Job 1:
In the 1890s Zimbabwe timeline below, swap "Union Jack" for "Royal Union Flag" and write out the part that begins at the words "- 13 September" and stops after "Order in Council.".

-- start Source passage --

= 1890s in Zimbabwe =

==Events==
===1890===
- 6 May – The Pioneer Column left Cecil Rhodes' farm at Kenilworth, a suburb of Kimberley, for Macloutsie under Col. Pennefather and Sir John Willoughby
- 29 June – Archibald Ross Colquhoun becomes the Resident Commissioner of Mashonaland
- July – Fort Tuli is built by the Pioneer Column at the place known as Selous Camp and used by Frederick Selous as a base for his hunting expeditions.
- 13 September – The Pioneer Column ran up the Union Jack on Harare Hill in Salisbury and claimed Mashonaland for the British Empire, having arrived the previous day
- 1 October – The Pioneer Column is disbanded and each member is granted land on which to farm

===1891===
- 15 February – A temporary frontier at Manica is settled.
- 9 May – Mashonaland, Matabeleland and Bechuanaland are declared British Protectorates in London by Order in Council.
- 12 June – The United Kingdom and Portuguese governments reach agreement on the means of determining boundaries between their territories.

-- end Source passage --
-- start Data lines --

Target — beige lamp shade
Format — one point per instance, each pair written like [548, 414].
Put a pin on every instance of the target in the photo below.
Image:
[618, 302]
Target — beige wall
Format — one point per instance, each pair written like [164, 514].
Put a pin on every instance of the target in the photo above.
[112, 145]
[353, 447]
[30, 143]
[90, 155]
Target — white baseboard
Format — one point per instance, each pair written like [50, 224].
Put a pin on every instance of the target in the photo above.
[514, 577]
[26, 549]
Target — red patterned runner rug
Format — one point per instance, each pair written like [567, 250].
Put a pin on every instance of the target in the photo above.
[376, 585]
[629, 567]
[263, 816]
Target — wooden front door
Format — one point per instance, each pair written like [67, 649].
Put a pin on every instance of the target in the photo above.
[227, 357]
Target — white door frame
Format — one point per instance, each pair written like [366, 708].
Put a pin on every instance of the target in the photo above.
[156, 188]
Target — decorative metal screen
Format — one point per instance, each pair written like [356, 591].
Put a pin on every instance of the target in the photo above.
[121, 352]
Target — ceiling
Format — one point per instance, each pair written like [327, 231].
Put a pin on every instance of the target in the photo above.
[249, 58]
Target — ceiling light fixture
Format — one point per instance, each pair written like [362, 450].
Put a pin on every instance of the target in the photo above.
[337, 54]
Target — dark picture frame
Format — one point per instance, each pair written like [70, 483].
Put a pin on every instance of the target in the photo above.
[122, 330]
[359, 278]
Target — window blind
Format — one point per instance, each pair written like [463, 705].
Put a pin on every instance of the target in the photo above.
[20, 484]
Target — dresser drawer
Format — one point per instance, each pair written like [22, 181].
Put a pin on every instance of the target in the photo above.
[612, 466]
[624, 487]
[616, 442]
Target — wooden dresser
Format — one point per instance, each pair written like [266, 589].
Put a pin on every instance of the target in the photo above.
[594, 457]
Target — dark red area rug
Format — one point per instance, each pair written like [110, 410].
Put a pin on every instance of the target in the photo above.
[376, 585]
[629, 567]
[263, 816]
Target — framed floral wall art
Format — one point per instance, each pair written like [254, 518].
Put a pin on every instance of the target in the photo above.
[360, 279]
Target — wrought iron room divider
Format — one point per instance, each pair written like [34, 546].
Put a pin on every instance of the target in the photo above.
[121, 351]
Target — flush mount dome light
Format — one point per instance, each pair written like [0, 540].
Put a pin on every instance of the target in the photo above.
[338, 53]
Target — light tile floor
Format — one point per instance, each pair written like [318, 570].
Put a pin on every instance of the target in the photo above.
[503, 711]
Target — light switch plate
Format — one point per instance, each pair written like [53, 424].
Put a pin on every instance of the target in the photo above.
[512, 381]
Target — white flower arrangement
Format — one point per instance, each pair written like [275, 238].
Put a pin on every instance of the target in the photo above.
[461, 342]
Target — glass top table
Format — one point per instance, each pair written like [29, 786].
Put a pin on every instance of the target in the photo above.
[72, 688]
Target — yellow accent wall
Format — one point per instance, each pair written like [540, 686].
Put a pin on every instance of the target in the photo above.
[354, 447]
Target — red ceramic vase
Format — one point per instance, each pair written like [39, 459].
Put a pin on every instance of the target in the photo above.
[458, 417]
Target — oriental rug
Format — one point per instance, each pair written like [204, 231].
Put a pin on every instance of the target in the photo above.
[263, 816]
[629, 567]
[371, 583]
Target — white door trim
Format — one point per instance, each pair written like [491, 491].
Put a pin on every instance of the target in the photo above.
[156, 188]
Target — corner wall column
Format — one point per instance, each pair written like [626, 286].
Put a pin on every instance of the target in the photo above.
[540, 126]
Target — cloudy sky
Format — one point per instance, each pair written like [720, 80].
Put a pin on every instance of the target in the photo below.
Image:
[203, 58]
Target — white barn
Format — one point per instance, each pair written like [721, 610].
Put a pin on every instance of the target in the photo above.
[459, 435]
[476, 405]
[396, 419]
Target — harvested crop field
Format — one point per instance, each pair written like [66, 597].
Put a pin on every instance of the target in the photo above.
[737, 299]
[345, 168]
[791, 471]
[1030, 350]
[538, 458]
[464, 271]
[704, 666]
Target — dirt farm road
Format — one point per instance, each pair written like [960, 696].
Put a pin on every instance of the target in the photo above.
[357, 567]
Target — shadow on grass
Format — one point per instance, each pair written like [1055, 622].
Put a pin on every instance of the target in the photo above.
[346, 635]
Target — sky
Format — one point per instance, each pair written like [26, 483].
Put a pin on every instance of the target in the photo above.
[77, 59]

-- end Data lines --

Job 2:
Set down, unchanged, the lines of the records above, beginning at the line that has "Target — sky" and stopping after the last line of the records.

Task response 1:
- 13 September – The Pioneer Column ran up the Royal Union Flag on Harare Hill in Salisbury and claimed Mashonaland for the British Empire, having arrived the previous day
- 1 October – The Pioneer Column is disbanded and each member is granted land on which to farm

===1891===
- 15 February – A temporary frontier at Manica is settled.
- 9 May – Mashonaland, Matabeleland and Bechuanaland are declared British Protectorates in London by Order in Council.

Task response 2:
Target — sky
Format — one point per instance, each pair written like [26, 483].
Put a pin on every instance of the target in the photo above.
[77, 59]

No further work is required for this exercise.